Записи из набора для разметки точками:
□ □ □ □ □ □ □

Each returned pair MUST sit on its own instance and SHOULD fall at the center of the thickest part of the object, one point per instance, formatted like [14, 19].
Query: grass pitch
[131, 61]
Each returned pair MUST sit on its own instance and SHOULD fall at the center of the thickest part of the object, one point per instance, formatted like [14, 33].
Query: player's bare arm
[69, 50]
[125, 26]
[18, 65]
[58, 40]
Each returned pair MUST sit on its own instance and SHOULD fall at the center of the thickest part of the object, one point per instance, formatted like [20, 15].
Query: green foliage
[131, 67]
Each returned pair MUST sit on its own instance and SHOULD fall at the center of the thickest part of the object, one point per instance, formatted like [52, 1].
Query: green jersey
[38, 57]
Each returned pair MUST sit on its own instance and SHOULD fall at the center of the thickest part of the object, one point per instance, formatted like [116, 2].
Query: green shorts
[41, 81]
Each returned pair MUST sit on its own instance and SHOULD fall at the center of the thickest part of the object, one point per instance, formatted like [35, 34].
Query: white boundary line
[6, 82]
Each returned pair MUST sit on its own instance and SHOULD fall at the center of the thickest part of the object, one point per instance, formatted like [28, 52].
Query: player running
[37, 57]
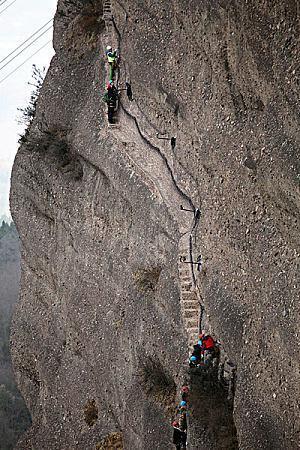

□ □ □ □ □ □ □

■ Цель упражнения ■
Воспроизведите все приведенные выше записи дословно, строка за строкой, не пропуская ни одной. Изображения в ответ не включайте.

■ Полученный результат ■
Each returned pair MUST sit on its own instance and SHOULD fall at the center of the thickest part of the object, one point per instance, formatted like [14, 19].
Query: grass pitch
[131, 61]
Each returned pair MUST sit on its own instance and SHOULD fall at the center of the thickest part of the object, one point per instance, formatted like [14, 33].
Query: player's bare arm
[69, 50]
[125, 26]
[18, 65]
[58, 40]
Each returned pair MUST sit on its own instance and SHOULD fall at the center of the thickest part of the object, one point per instance, formatted like [20, 15].
Query: green foliage
[131, 67]
Each returned pair MUST sit on its own instance and SHOULD fall at the center of the thickest part of the object, one point per instance, formatted like [52, 1].
Query: green jersey
[38, 57]
Each returned pair MUST sit on its own instance and SHOULD fall at the center of the thickest part of the object, one point per instance, formatted like [116, 2].
Query: green shorts
[41, 81]
Each returned pair MUST sit on its own instance and SHOULD fall at the center of the thickest part of the object, one point per instance, formatted like [35, 34].
Query: white boundary line
[6, 82]
Each returned pair MUST sit on its own instance and SHOULD fall at the center of the thickest part of the object, one point per instance, formatted like [28, 52].
Query: player running
[37, 57]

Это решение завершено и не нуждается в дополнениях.